[A block of data]
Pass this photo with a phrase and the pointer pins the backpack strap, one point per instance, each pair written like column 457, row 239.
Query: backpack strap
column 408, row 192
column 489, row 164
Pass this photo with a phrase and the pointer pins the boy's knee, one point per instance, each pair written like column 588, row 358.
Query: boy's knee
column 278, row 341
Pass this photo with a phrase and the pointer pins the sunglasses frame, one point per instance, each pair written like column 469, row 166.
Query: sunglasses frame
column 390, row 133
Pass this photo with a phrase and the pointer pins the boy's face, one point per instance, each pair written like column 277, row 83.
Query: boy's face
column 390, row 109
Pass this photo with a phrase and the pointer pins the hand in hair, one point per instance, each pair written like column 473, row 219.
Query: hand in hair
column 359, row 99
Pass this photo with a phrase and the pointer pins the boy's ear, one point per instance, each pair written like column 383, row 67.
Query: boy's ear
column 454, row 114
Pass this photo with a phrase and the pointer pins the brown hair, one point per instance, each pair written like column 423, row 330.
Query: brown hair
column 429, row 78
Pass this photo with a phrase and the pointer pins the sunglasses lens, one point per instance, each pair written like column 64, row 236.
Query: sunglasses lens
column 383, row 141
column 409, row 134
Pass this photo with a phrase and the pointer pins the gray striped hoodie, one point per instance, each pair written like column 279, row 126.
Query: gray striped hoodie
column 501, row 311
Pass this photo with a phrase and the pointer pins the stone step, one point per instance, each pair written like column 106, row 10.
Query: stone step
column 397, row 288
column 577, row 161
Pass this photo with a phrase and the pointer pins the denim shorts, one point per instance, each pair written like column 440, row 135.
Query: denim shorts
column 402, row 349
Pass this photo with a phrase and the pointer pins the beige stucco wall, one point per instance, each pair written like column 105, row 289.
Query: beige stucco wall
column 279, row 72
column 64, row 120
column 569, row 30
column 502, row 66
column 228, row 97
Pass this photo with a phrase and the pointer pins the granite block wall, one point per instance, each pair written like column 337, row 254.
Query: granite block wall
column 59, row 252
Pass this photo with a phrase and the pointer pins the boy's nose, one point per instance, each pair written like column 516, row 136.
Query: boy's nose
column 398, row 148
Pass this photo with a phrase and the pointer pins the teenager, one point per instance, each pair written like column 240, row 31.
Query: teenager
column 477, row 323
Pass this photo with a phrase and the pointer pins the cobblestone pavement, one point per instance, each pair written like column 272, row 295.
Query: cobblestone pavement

(Task to carry out)
Update the lines above by replacing every "boy's" with "child's", and leave everything else unchanged.

(Complete response)
Pass this photo with a phrase and the pointer pins the backpack strap, one point per instance, each pair written like column 457, row 239.
Query: backpack strap
column 408, row 192
column 489, row 164
Pass this photo with a phrase and the pointer pins the child's knee, one point per instance, each pair written like column 588, row 358.
Query: child's knee
column 278, row 341
Pass this photo with a phrase and the pointer pins the sunglasses frame, one point per instance, each pair written like column 469, row 166.
Query: sunglasses frame
column 390, row 133
Pass this photo with a phrase and the pointer pins the child's face, one point per instance, each pair written like column 277, row 83.
Query: child's face
column 390, row 109
Pass this photo with a phrase and the pointer pins the hand in hair, one point per instance, each pair written like column 473, row 219.
Query: hand in hair
column 359, row 99
Pass this photo with a phrase and the pointer pins the child's ear, one point per instance, each pair written like column 383, row 67.
Query: child's ear
column 454, row 114
Pass this photo with a phrase and the pointer pins the brown hair, one point per instance, each pair written like column 423, row 330.
Query: brown hair
column 429, row 78
Pass this photo with a phrase and the pointer pins the sunglasses lens, one point per instance, each pair written like column 64, row 236.
Query: sunglasses lens
column 383, row 141
column 409, row 134
Pass this photo with a phrase and the pointer pins the gray striped hoodie, one point per instance, each pair written like column 279, row 126.
Query: gray striped hoodie
column 501, row 311
Pass this photo with a phrase and the pointer pins the stone step, one point per instance, each pair written like column 106, row 10.
Query: stone step
column 397, row 288
column 577, row 161
Pass this photo with a phrase and the pointer pins the denim shorts, one point per instance, each pair written like column 440, row 135.
Query: denim shorts
column 402, row 349
Pass this photo with a phrase and the pointer pins the beige stucco wall, one point per instance, each pair written like column 105, row 289.
Query: beige stucco wall
column 279, row 72
column 64, row 120
column 569, row 30
column 502, row 66
column 228, row 97
Pass this photo with a phrase and the pointer pins the granite block wall, one point per instance, each pair written like column 337, row 254.
Query: granite block wall
column 59, row 252
Pass this photo with a phrase and the pointer pins the child's nose, one point per instance, each pair written like column 516, row 136.
Query: child's nose
column 398, row 148
Pass this photo with a phrase and the pointer pins the teenager, one point per instance, each pair written like column 240, row 31.
Query: teenager
column 477, row 323
Pass this photo with a phrase and the pointer pins the cobblestone pavement, one point per instance, each pair written like column 272, row 295.
Query: cobblestone pavement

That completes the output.